→ **Data shown**
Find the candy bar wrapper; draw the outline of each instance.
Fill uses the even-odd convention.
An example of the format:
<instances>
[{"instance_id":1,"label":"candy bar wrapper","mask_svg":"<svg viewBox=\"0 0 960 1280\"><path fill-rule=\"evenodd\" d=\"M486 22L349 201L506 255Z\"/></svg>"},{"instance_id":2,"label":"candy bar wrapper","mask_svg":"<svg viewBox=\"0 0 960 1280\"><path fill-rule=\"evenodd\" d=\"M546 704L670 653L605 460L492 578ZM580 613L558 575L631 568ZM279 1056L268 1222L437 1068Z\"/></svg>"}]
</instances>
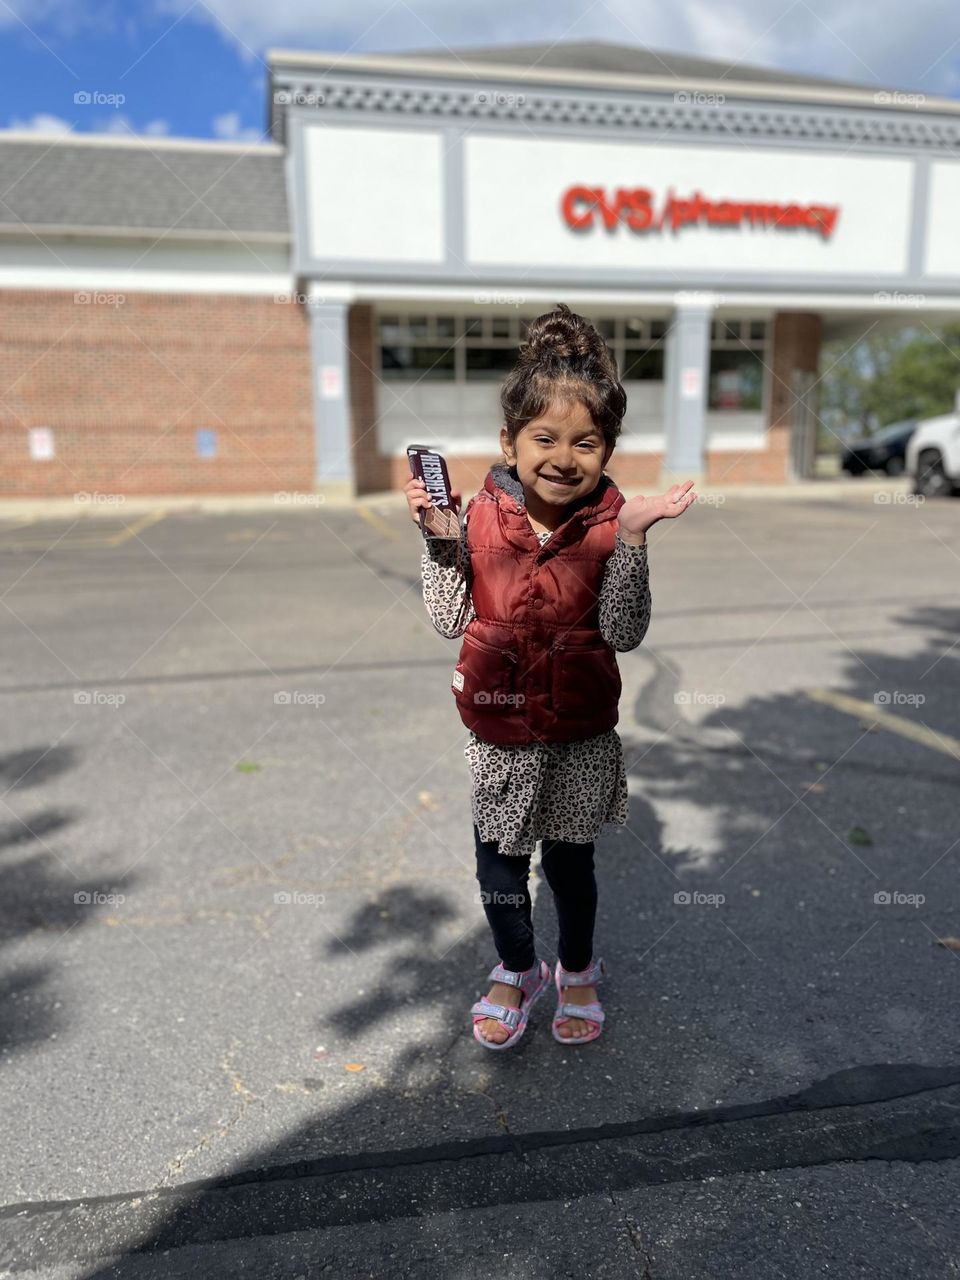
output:
<instances>
[{"instance_id":1,"label":"candy bar wrapper","mask_svg":"<svg viewBox=\"0 0 960 1280\"><path fill-rule=\"evenodd\" d=\"M450 496L450 475L442 454L425 444L407 446L410 471L427 486L432 506L420 508L420 532L424 538L459 538L460 517Z\"/></svg>"}]
</instances>

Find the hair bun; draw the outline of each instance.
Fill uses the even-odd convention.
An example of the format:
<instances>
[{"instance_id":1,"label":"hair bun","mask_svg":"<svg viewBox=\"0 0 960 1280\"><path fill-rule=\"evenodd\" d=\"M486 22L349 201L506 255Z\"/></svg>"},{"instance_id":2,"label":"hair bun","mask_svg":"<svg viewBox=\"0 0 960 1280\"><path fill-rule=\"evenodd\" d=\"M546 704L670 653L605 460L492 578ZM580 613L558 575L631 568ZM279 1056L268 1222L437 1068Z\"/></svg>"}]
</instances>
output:
<instances>
[{"instance_id":1,"label":"hair bun","mask_svg":"<svg viewBox=\"0 0 960 1280\"><path fill-rule=\"evenodd\" d=\"M528 360L572 360L598 355L603 339L582 316L575 315L565 302L531 320L521 355Z\"/></svg>"}]
</instances>

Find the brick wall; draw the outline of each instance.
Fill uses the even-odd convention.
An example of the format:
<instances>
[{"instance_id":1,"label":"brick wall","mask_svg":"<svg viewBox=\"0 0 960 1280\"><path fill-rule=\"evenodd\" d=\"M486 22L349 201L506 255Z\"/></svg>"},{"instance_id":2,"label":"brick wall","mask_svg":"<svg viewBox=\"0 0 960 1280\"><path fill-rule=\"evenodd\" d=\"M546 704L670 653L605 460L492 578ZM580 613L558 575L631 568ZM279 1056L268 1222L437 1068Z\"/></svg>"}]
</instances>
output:
<instances>
[{"instance_id":1,"label":"brick wall","mask_svg":"<svg viewBox=\"0 0 960 1280\"><path fill-rule=\"evenodd\" d=\"M817 372L822 333L823 321L812 311L780 311L773 319L768 434L771 452L782 459L783 475L778 479L787 478L795 402L791 390L793 372Z\"/></svg>"},{"instance_id":2,"label":"brick wall","mask_svg":"<svg viewBox=\"0 0 960 1280\"><path fill-rule=\"evenodd\" d=\"M313 487L308 319L272 296L0 292L0 497ZM28 427L56 457L32 461ZM218 456L197 456L197 428Z\"/></svg>"},{"instance_id":3,"label":"brick wall","mask_svg":"<svg viewBox=\"0 0 960 1280\"><path fill-rule=\"evenodd\" d=\"M86 296L83 303L75 299ZM0 497L309 491L314 482L309 320L272 297L0 292ZM351 440L358 494L401 488L405 458L377 447L374 310L351 307ZM820 317L775 317L769 448L711 452L710 484L786 479L790 378L816 370ZM30 458L27 429L52 427L56 456ZM218 456L195 433L217 433ZM496 431L493 424L492 431ZM486 458L450 457L476 492ZM660 454L615 453L624 486L654 487Z\"/></svg>"}]
</instances>

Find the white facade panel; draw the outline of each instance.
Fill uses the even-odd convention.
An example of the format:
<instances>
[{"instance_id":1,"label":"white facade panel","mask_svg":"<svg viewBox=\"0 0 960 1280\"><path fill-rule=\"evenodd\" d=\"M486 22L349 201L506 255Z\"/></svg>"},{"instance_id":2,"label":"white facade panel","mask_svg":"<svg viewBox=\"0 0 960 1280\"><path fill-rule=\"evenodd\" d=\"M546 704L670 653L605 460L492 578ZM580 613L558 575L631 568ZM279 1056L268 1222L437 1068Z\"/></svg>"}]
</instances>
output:
<instances>
[{"instance_id":1,"label":"white facade panel","mask_svg":"<svg viewBox=\"0 0 960 1280\"><path fill-rule=\"evenodd\" d=\"M906 270L913 165L908 159L801 150L669 146L472 135L465 149L467 261L474 266L802 272L810 277ZM823 225L707 225L572 229L561 204L572 186L649 191L657 218L672 192L711 202L837 210ZM955 206L954 206L955 207ZM584 206L577 206L581 211ZM622 208L622 206L621 206ZM791 215L794 216L794 215ZM786 219L784 219L786 221Z\"/></svg>"},{"instance_id":2,"label":"white facade panel","mask_svg":"<svg viewBox=\"0 0 960 1280\"><path fill-rule=\"evenodd\" d=\"M232 293L294 296L287 245L238 239L76 241L44 235L0 240L0 288L125 293Z\"/></svg>"},{"instance_id":3,"label":"white facade panel","mask_svg":"<svg viewBox=\"0 0 960 1280\"><path fill-rule=\"evenodd\" d=\"M443 151L437 133L304 130L307 239L318 259L442 262Z\"/></svg>"},{"instance_id":4,"label":"white facade panel","mask_svg":"<svg viewBox=\"0 0 960 1280\"><path fill-rule=\"evenodd\" d=\"M930 166L924 274L960 276L960 164L937 160Z\"/></svg>"}]
</instances>

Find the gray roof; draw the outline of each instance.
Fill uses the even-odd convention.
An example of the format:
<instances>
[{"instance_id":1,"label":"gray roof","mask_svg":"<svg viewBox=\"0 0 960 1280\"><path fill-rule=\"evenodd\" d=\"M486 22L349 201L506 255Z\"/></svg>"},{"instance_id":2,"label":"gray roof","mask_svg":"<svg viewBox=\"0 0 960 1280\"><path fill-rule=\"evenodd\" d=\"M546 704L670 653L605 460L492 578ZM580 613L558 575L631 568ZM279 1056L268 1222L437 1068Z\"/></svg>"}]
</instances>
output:
<instances>
[{"instance_id":1,"label":"gray roof","mask_svg":"<svg viewBox=\"0 0 960 1280\"><path fill-rule=\"evenodd\" d=\"M391 58L432 58L441 62L501 63L541 71L596 71L627 76L674 76L678 80L725 80L728 84L807 85L835 89L889 89L855 80L801 75L779 67L755 67L725 58L696 58L642 45L609 40L570 40L533 44L489 44L459 49L431 47L384 54Z\"/></svg>"},{"instance_id":2,"label":"gray roof","mask_svg":"<svg viewBox=\"0 0 960 1280\"><path fill-rule=\"evenodd\" d=\"M0 131L0 229L21 223L286 238L283 151L273 144Z\"/></svg>"}]
</instances>

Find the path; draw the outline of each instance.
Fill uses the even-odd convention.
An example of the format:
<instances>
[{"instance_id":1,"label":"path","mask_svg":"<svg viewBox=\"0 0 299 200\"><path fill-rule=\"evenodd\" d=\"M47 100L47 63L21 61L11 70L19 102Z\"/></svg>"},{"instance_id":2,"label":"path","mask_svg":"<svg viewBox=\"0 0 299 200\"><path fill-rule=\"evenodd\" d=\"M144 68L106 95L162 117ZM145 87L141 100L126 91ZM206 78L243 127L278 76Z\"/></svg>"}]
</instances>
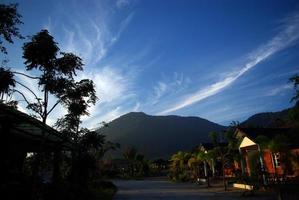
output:
<instances>
[{"instance_id":1,"label":"path","mask_svg":"<svg viewBox=\"0 0 299 200\"><path fill-rule=\"evenodd\" d=\"M233 189L224 192L220 185L212 188L191 183L172 183L166 179L116 180L118 187L115 200L206 200L206 199L240 199L242 191ZM246 199L272 199L255 196Z\"/></svg>"}]
</instances>

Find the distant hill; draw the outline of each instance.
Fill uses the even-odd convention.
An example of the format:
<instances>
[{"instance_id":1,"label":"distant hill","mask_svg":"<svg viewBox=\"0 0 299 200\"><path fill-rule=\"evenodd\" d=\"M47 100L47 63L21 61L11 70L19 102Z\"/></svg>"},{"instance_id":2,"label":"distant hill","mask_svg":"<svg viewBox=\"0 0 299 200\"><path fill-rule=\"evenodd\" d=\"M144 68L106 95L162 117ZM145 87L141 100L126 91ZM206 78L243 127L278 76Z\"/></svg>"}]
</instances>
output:
<instances>
[{"instance_id":1,"label":"distant hill","mask_svg":"<svg viewBox=\"0 0 299 200\"><path fill-rule=\"evenodd\" d=\"M285 109L279 112L264 112L252 115L247 120L241 123L243 127L277 127L282 120L288 116L289 109Z\"/></svg>"},{"instance_id":2,"label":"distant hill","mask_svg":"<svg viewBox=\"0 0 299 200\"><path fill-rule=\"evenodd\" d=\"M148 158L167 158L178 150L191 150L201 142L209 142L209 132L225 128L199 117L150 116L131 112L98 131L108 140L120 143L122 148L134 146Z\"/></svg>"}]
</instances>

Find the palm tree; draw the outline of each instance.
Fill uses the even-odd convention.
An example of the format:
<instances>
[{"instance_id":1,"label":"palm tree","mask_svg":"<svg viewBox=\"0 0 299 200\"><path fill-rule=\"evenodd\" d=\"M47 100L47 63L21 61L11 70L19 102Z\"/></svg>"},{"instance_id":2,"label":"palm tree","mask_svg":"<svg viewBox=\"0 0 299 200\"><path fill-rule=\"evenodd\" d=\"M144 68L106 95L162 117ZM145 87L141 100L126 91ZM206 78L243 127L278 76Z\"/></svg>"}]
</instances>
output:
<instances>
[{"instance_id":1,"label":"palm tree","mask_svg":"<svg viewBox=\"0 0 299 200\"><path fill-rule=\"evenodd\" d=\"M10 95L12 88L16 86L13 73L9 69L0 67L0 102L4 101L5 95Z\"/></svg>"},{"instance_id":2,"label":"palm tree","mask_svg":"<svg viewBox=\"0 0 299 200\"><path fill-rule=\"evenodd\" d=\"M235 123L236 124L236 123ZM213 156L220 158L222 165L222 178L224 190L227 190L226 178L225 178L225 165L230 164L233 161L233 158L237 157L238 146L240 140L235 137L234 129L235 126L231 126L226 132L222 133L225 140L228 142L228 145L223 145L220 143L220 135L216 132L211 132L209 134L213 144Z\"/></svg>"},{"instance_id":3,"label":"palm tree","mask_svg":"<svg viewBox=\"0 0 299 200\"><path fill-rule=\"evenodd\" d=\"M191 169L195 179L199 177L199 165L201 160L197 158L197 153L193 153L188 160L188 167Z\"/></svg>"},{"instance_id":4,"label":"palm tree","mask_svg":"<svg viewBox=\"0 0 299 200\"><path fill-rule=\"evenodd\" d=\"M135 159L137 156L137 149L134 147L127 147L123 151L124 158L129 162L129 172L132 177L134 177L134 171L135 171Z\"/></svg>"},{"instance_id":5,"label":"palm tree","mask_svg":"<svg viewBox=\"0 0 299 200\"><path fill-rule=\"evenodd\" d=\"M179 175L186 173L186 169L188 167L187 164L190 157L190 153L182 151L179 151L171 156L170 170L172 171L175 179L177 179Z\"/></svg>"}]
</instances>

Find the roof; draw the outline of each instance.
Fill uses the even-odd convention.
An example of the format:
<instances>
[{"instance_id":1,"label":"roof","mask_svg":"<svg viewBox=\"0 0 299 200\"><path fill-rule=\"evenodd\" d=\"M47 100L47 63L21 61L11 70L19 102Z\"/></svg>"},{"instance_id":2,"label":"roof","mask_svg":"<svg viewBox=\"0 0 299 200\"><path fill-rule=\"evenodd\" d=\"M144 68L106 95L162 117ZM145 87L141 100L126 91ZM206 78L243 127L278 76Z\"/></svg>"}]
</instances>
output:
<instances>
[{"instance_id":1,"label":"roof","mask_svg":"<svg viewBox=\"0 0 299 200\"><path fill-rule=\"evenodd\" d=\"M17 143L28 152L39 151L42 143L46 150L57 147L70 149L73 146L57 130L4 104L0 104L0 130L2 138L12 139L10 142Z\"/></svg>"},{"instance_id":2,"label":"roof","mask_svg":"<svg viewBox=\"0 0 299 200\"><path fill-rule=\"evenodd\" d=\"M239 148L243 148L243 147L249 147L249 146L254 146L256 145L255 142L253 142L251 139L249 139L248 137L244 137Z\"/></svg>"}]
</instances>

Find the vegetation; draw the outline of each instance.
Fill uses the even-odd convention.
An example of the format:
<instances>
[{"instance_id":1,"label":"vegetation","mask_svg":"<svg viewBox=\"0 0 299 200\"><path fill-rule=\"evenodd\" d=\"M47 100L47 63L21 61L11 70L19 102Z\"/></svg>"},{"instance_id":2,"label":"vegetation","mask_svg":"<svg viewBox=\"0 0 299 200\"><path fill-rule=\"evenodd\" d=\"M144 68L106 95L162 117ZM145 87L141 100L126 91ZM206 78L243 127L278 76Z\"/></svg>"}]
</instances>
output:
<instances>
[{"instance_id":1,"label":"vegetation","mask_svg":"<svg viewBox=\"0 0 299 200\"><path fill-rule=\"evenodd\" d=\"M141 178L149 175L149 161L144 155L139 154L134 147L127 147L123 150L123 157L128 162L128 170L124 171L123 176L126 178Z\"/></svg>"},{"instance_id":2,"label":"vegetation","mask_svg":"<svg viewBox=\"0 0 299 200\"><path fill-rule=\"evenodd\" d=\"M22 24L21 15L17 12L16 4L0 4L0 11L0 50L7 54L2 38L9 43L13 43L13 37L23 39L17 28L18 24ZM36 70L34 74L37 75L13 72L4 66L7 63L5 60L0 68L0 103L16 107L17 102L12 101L11 97L12 94L19 94L33 116L44 125L57 105L62 105L67 114L59 119L55 126L63 137L73 144L70 147L71 154L69 151L62 151L59 145L49 152L44 145L45 133L42 133L39 150L27 157L23 166L28 176L26 179L31 180L30 184L26 185L29 187L28 198L112 198L116 187L102 180L100 165L104 154L119 145L107 141L104 135L80 127L81 117L88 115L88 107L94 105L98 99L92 80L75 81L77 72L83 70L82 59L73 53L60 52L58 43L47 30L41 30L24 43L23 58L26 70ZM42 97L26 84L16 80L15 75L38 80L36 88L40 89ZM28 90L35 101L31 102L22 90L16 89L17 84ZM50 105L51 95L56 102ZM47 177L47 173L51 173L52 177Z\"/></svg>"},{"instance_id":3,"label":"vegetation","mask_svg":"<svg viewBox=\"0 0 299 200\"><path fill-rule=\"evenodd\" d=\"M17 6L18 4L0 4L0 51L4 54L7 54L7 50L3 45L3 39L8 43L13 43L13 37L24 38L17 26L23 24Z\"/></svg>"}]
</instances>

→ **Activity**
Go through the material above and copy each line that holds the string "outline".

→ **Result below**
Find the candy bar wrapper; draw the outline of each instance.
Find the hair bun; draw the outline of each instance.
Find the brick wall; draw the outline of each instance.
Find the white facade panel; draw the outline of each instance.
Find the gray roof; draw the outline of each instance.
Find the path; draw the outline of each instance.
Find the distant hill; draw the outline of each instance.
Find the palm tree; draw the outline of each instance.
Find the roof; draw the outline of each instance.
Find the vegetation; draw the outline of each instance.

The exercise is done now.